### Task prompt
Copy out the whole passage on transglutaminases and food proteins word for word, without the listing that follows it.

### Passage
As the demands for food products of high quality increase, it will
become more
important to be able to modify the properties of food proteins. One possibility
is to
use enzymic modifications to improve functional properties and nutritional
values.
A highly efficient class of enzymic crosslinkers are transglutaminases
(TG, EC
2.3.2.13), calcium-dependent enzymes that catalyse an acyl transfer reaction
between protein-bound glutaminyl residues and primary amines (for review,
see
Aeschlimann & Paulsson, 1994). When protein-bound lysyl residues act
as acyl
acceptors, the reaction leads to the formation of intramolecular and/or
intermolecular
isopeptide bonds. Although a wide variety of amines such as putrescine,
cadaverine or lysyl residues may act as amine donors in this reaction,
only a limited
number of glutamine residues in certain proteins will act as amine acceptors
(Gorman
& Folk, 1980).

### Information provided
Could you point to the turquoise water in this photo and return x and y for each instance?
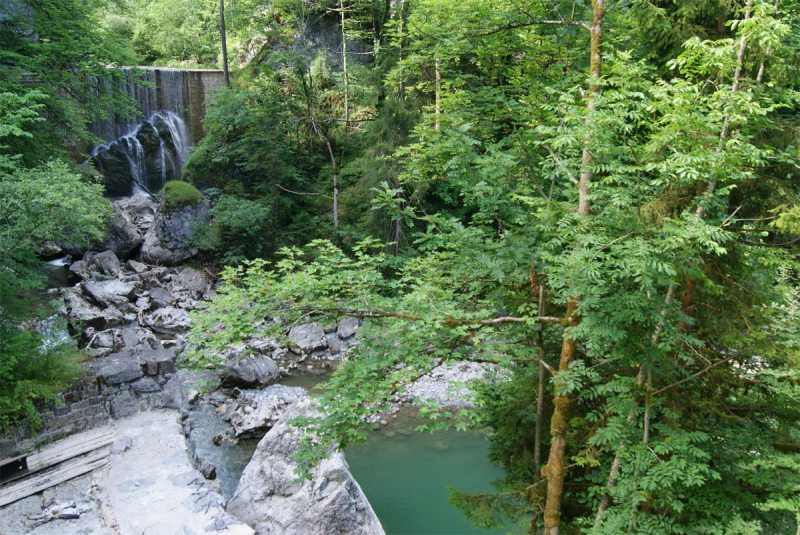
(406, 476)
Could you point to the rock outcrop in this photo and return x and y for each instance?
(167, 241)
(257, 411)
(250, 372)
(270, 500)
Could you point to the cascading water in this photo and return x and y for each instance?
(143, 151)
(142, 160)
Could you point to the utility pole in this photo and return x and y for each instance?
(224, 44)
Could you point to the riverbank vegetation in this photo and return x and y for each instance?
(48, 51)
(598, 199)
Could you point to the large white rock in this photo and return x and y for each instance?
(169, 320)
(306, 338)
(271, 502)
(258, 410)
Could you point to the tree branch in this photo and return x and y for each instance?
(450, 322)
(701, 372)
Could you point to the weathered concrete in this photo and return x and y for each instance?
(149, 487)
(186, 92)
(153, 488)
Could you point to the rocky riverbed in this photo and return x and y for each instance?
(133, 318)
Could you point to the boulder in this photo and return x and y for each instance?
(122, 236)
(111, 293)
(167, 241)
(137, 267)
(118, 368)
(85, 314)
(271, 500)
(347, 327)
(250, 372)
(306, 338)
(258, 410)
(168, 320)
(137, 210)
(106, 263)
(81, 269)
(160, 298)
(139, 339)
(192, 281)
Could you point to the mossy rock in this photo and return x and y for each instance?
(178, 194)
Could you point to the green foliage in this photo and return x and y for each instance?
(694, 395)
(50, 49)
(29, 372)
(178, 194)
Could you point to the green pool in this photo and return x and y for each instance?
(406, 475)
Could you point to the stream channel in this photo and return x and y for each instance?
(404, 474)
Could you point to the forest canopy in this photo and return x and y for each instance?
(597, 200)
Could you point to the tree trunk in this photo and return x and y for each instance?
(224, 42)
(345, 75)
(689, 292)
(438, 88)
(537, 446)
(554, 470)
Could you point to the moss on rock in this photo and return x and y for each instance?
(178, 194)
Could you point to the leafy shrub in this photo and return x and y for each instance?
(30, 373)
(178, 194)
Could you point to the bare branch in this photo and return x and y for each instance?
(698, 374)
(299, 192)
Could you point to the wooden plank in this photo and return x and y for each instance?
(65, 472)
(70, 447)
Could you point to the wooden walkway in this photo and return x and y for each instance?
(60, 461)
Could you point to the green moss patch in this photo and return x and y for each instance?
(178, 194)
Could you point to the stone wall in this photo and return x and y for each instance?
(186, 92)
(115, 386)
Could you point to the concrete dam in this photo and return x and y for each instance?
(144, 151)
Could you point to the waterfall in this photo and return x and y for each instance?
(141, 152)
(143, 159)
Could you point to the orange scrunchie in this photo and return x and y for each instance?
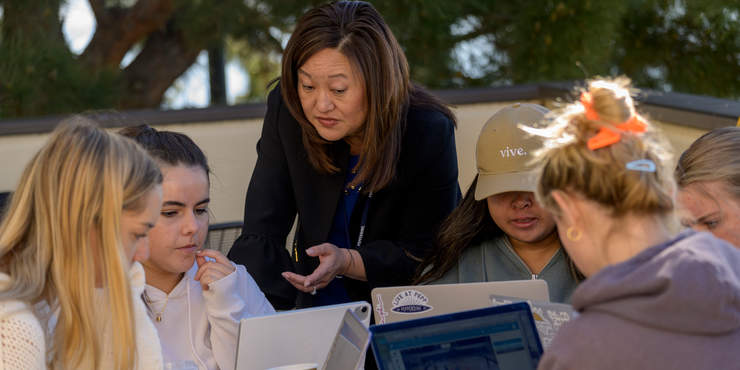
(606, 136)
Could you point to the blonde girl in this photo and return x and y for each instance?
(708, 176)
(79, 216)
(653, 298)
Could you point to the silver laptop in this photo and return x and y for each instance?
(548, 316)
(502, 337)
(299, 336)
(393, 304)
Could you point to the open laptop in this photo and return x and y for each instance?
(298, 336)
(548, 316)
(500, 337)
(350, 343)
(393, 304)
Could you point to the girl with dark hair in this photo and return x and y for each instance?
(363, 157)
(499, 231)
(195, 296)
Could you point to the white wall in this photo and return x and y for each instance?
(231, 150)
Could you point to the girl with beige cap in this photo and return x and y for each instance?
(499, 231)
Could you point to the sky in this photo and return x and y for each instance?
(190, 90)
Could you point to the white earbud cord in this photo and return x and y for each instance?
(190, 324)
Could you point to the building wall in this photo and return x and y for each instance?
(231, 150)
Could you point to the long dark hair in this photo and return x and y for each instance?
(469, 224)
(168, 147)
(359, 32)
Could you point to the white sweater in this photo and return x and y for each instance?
(200, 326)
(22, 344)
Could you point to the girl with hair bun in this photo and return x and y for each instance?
(708, 176)
(653, 298)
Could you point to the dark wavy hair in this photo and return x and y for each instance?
(469, 224)
(168, 147)
(359, 32)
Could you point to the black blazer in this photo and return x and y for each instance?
(402, 218)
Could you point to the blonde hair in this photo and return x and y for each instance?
(75, 187)
(601, 175)
(715, 156)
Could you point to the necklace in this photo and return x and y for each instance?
(157, 315)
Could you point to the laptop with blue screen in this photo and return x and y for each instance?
(501, 337)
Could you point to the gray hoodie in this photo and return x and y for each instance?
(673, 306)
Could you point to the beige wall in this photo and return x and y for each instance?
(231, 150)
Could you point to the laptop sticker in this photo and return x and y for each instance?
(410, 301)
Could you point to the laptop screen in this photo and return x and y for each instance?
(502, 337)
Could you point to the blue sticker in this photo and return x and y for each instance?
(644, 165)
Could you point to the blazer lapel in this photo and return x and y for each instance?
(329, 189)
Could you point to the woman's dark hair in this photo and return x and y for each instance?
(167, 147)
(469, 224)
(359, 32)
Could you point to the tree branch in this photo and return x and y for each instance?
(165, 56)
(98, 8)
(119, 29)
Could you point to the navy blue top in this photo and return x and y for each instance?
(335, 292)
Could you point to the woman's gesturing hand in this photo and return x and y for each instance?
(333, 261)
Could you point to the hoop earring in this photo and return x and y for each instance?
(573, 234)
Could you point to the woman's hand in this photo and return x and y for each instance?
(211, 270)
(333, 261)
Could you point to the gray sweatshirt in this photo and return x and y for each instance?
(673, 306)
(495, 260)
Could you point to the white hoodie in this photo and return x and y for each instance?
(200, 326)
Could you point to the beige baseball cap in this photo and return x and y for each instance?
(504, 151)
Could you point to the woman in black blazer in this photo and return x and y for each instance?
(365, 159)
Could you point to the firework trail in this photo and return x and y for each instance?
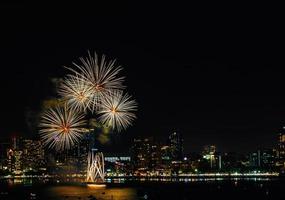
(116, 110)
(61, 127)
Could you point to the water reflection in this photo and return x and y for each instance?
(81, 192)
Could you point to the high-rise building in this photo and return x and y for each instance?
(33, 156)
(141, 153)
(209, 153)
(281, 145)
(176, 144)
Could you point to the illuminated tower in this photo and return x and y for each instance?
(176, 145)
(281, 144)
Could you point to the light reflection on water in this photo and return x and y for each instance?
(81, 192)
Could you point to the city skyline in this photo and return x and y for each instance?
(210, 87)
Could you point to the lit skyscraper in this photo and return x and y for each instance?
(176, 145)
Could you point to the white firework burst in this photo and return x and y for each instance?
(116, 110)
(61, 127)
(100, 75)
(76, 92)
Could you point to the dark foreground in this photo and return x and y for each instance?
(199, 189)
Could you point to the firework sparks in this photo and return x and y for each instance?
(116, 110)
(61, 127)
(77, 93)
(100, 75)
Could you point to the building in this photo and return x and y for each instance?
(176, 144)
(209, 153)
(33, 155)
(140, 154)
(281, 148)
(263, 159)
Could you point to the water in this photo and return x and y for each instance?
(133, 190)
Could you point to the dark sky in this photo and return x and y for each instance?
(215, 75)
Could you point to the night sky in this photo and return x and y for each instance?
(215, 76)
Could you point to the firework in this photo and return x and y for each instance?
(100, 75)
(116, 110)
(61, 127)
(76, 92)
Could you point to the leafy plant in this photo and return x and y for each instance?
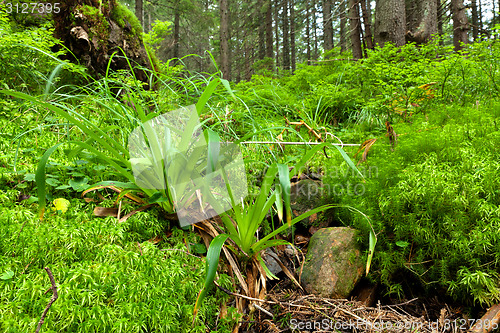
(242, 226)
(112, 152)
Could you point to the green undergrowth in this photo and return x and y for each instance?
(434, 201)
(110, 278)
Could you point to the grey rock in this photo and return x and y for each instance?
(333, 264)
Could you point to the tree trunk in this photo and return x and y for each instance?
(354, 23)
(315, 30)
(343, 25)
(421, 20)
(176, 31)
(286, 39)
(92, 39)
(292, 33)
(480, 17)
(367, 19)
(460, 24)
(224, 38)
(269, 29)
(390, 22)
(327, 25)
(475, 21)
(139, 11)
(261, 22)
(440, 12)
(276, 33)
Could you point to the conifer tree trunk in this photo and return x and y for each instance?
(286, 39)
(421, 20)
(292, 33)
(177, 29)
(269, 29)
(355, 34)
(475, 20)
(439, 6)
(367, 19)
(260, 20)
(315, 29)
(327, 25)
(276, 33)
(390, 22)
(343, 24)
(308, 32)
(224, 38)
(460, 24)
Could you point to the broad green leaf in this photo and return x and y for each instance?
(7, 275)
(209, 90)
(61, 205)
(285, 186)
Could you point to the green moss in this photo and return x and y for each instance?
(97, 21)
(122, 15)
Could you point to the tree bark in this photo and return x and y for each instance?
(327, 25)
(343, 25)
(421, 20)
(269, 29)
(367, 19)
(177, 29)
(440, 11)
(390, 22)
(475, 21)
(286, 39)
(460, 24)
(276, 33)
(224, 38)
(260, 20)
(92, 39)
(354, 23)
(292, 33)
(308, 31)
(315, 30)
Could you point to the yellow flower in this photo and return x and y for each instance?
(61, 205)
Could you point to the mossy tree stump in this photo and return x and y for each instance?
(93, 30)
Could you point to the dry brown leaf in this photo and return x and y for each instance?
(123, 219)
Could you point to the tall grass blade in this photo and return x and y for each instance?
(213, 255)
(285, 186)
(40, 179)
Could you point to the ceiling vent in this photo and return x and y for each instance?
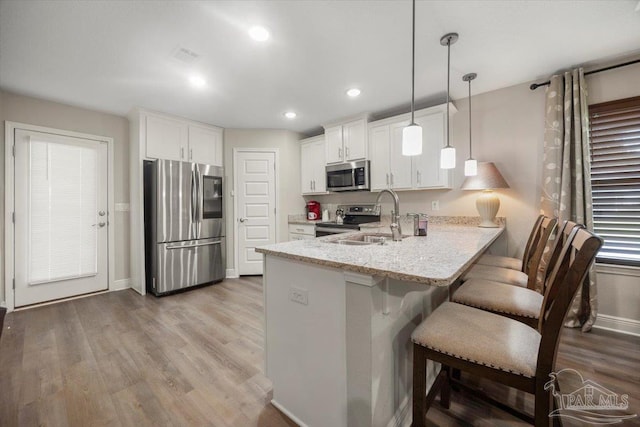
(185, 55)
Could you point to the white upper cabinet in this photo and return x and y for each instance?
(379, 143)
(399, 165)
(312, 165)
(205, 145)
(427, 172)
(166, 138)
(390, 169)
(176, 139)
(346, 142)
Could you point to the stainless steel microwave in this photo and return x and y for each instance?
(350, 176)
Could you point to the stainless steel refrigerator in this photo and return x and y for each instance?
(184, 225)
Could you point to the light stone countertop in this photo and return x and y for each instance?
(437, 259)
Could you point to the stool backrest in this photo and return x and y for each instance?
(547, 225)
(533, 236)
(574, 262)
(550, 258)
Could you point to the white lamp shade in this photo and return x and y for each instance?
(471, 167)
(412, 140)
(448, 158)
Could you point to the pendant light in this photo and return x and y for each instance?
(471, 165)
(448, 153)
(412, 134)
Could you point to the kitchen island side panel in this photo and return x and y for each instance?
(306, 343)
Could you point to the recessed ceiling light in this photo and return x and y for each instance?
(258, 33)
(353, 92)
(197, 81)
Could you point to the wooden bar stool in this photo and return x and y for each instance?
(528, 275)
(518, 303)
(499, 348)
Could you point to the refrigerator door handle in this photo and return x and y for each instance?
(195, 245)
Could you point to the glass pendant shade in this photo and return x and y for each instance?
(448, 158)
(471, 167)
(412, 140)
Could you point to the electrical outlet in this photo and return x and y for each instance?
(301, 296)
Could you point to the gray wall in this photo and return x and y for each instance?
(33, 111)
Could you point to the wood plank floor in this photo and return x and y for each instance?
(195, 359)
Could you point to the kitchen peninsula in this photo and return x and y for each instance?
(338, 318)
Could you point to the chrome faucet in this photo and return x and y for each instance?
(396, 230)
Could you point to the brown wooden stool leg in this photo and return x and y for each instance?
(419, 386)
(445, 391)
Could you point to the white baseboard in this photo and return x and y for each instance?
(288, 414)
(618, 324)
(121, 284)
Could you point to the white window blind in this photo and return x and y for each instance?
(615, 178)
(62, 210)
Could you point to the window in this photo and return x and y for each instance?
(615, 178)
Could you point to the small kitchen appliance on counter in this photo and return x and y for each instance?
(313, 210)
(352, 216)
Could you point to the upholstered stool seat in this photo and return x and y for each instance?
(497, 274)
(501, 261)
(516, 302)
(480, 337)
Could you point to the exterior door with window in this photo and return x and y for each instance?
(61, 219)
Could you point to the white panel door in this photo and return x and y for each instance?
(205, 145)
(256, 202)
(61, 217)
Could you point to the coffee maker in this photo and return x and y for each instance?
(313, 210)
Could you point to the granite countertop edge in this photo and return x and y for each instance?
(377, 271)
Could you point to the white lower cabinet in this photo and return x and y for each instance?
(312, 165)
(302, 231)
(390, 169)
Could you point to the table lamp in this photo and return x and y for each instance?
(487, 179)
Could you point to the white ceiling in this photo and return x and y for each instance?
(115, 55)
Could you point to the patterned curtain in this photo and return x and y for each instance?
(566, 187)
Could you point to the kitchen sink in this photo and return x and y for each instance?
(363, 239)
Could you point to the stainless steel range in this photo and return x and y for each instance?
(349, 218)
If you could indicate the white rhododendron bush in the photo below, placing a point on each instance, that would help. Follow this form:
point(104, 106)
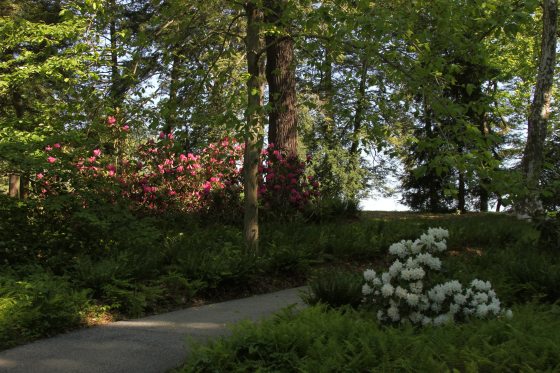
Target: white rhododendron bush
point(406, 292)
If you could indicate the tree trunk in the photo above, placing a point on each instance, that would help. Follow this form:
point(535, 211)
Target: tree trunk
point(326, 94)
point(115, 76)
point(360, 109)
point(254, 127)
point(533, 155)
point(280, 74)
point(172, 105)
point(14, 186)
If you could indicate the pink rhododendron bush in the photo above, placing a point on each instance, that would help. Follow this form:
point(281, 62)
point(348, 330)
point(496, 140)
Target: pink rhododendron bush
point(284, 184)
point(156, 176)
point(406, 292)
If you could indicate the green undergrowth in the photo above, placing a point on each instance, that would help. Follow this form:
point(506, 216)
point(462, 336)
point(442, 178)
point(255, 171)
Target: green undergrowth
point(110, 264)
point(325, 340)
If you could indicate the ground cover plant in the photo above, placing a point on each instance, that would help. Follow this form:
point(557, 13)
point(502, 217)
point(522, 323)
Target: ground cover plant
point(336, 335)
point(135, 266)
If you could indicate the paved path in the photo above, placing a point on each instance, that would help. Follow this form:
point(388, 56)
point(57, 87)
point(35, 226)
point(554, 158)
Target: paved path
point(152, 344)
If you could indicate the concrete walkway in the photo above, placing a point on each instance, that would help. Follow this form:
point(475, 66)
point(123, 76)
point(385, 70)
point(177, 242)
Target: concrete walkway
point(152, 344)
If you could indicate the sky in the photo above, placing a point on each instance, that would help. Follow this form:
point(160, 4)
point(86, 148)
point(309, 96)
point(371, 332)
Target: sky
point(378, 203)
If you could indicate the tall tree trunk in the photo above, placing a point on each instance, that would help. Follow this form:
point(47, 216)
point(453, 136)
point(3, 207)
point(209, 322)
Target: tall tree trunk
point(17, 182)
point(172, 105)
point(360, 109)
point(532, 162)
point(280, 74)
point(115, 76)
point(254, 127)
point(326, 94)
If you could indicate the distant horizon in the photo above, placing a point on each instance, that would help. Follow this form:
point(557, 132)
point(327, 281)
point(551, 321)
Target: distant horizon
point(383, 204)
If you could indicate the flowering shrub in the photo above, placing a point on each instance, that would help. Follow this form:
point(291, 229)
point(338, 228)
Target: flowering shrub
point(401, 294)
point(284, 184)
point(156, 176)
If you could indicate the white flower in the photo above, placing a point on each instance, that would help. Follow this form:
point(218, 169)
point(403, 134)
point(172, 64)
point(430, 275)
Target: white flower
point(398, 249)
point(393, 313)
point(481, 285)
point(416, 247)
point(411, 263)
point(387, 290)
point(480, 298)
point(426, 320)
point(414, 274)
point(460, 299)
point(416, 317)
point(429, 260)
point(400, 292)
point(412, 299)
point(453, 286)
point(454, 308)
point(442, 319)
point(416, 287)
point(395, 268)
point(440, 246)
point(481, 310)
point(369, 275)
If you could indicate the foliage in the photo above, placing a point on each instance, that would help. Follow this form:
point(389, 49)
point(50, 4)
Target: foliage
point(284, 185)
point(37, 305)
point(320, 340)
point(334, 288)
point(407, 292)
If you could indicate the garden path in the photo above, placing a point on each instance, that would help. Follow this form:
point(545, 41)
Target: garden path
point(151, 344)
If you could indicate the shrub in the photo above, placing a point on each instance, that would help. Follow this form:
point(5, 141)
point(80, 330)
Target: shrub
point(335, 288)
point(38, 305)
point(401, 295)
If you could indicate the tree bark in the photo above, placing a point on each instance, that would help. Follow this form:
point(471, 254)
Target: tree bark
point(280, 74)
point(360, 109)
point(115, 76)
point(533, 155)
point(254, 127)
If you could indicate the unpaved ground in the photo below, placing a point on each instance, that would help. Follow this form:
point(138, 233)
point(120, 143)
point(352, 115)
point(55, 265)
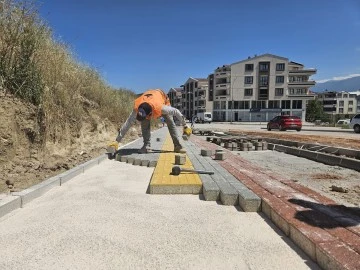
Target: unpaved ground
point(26, 160)
point(314, 175)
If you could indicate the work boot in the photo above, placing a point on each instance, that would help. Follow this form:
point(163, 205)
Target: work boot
point(179, 149)
point(145, 150)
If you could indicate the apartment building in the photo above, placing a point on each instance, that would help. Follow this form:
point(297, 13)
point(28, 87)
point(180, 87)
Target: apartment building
point(175, 96)
point(194, 97)
point(259, 88)
point(339, 104)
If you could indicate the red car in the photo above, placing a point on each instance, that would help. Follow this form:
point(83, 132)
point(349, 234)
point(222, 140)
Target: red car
point(285, 122)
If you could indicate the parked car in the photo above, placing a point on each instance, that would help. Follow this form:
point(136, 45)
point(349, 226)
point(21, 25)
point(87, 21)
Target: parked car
point(285, 122)
point(355, 123)
point(343, 122)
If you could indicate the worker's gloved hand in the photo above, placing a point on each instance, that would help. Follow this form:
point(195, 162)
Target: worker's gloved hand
point(112, 147)
point(119, 137)
point(187, 130)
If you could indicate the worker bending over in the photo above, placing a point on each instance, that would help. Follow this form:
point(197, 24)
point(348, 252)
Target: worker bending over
point(153, 104)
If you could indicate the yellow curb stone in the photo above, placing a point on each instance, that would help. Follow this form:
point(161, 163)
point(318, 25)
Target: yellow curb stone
point(162, 182)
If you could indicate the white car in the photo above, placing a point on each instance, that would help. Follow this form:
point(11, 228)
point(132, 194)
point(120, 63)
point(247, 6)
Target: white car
point(343, 122)
point(355, 123)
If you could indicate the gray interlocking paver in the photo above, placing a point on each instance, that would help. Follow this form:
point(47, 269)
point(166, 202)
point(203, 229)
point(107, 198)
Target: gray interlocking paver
point(129, 153)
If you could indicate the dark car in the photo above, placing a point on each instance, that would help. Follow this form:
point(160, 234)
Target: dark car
point(285, 122)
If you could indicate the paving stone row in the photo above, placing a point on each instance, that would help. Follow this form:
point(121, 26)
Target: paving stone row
point(222, 185)
point(328, 233)
point(210, 189)
point(129, 153)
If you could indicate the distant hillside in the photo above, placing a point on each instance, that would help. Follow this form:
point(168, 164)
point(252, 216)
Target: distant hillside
point(351, 84)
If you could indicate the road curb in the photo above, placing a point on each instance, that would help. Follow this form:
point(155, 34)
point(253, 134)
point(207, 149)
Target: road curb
point(19, 199)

### Output for this task
As the demands for food products of high quality increase, it will
become more
important to be able to modify the properties of food proteins. One possibility
is to
use enzymic modifications to improve functional properties and nutritional
values.
A highly efficient class of enzymic crosslinkers are transglutaminases
(TG, EC
2.3.2.13), calcium-dependent enzymes that catalyse an acyl transfer reaction
between protein-bound glutaminyl residues and primary amines (for review,
see
Aeschlimann & Paulsson, 1994). When protein-bound lysyl residues act
as acyl
acceptors, the reaction leads to the formation of intramolecular and/or
intermolecular
isopeptide bonds. Although a wide variety of amines such as putrescine,
cadaverine or lysyl residues may act as amine donors in this reaction,
only a limited
number of glutamine residues in certain proteins will act as amine acceptors
(Gorman
& Folk, 1980).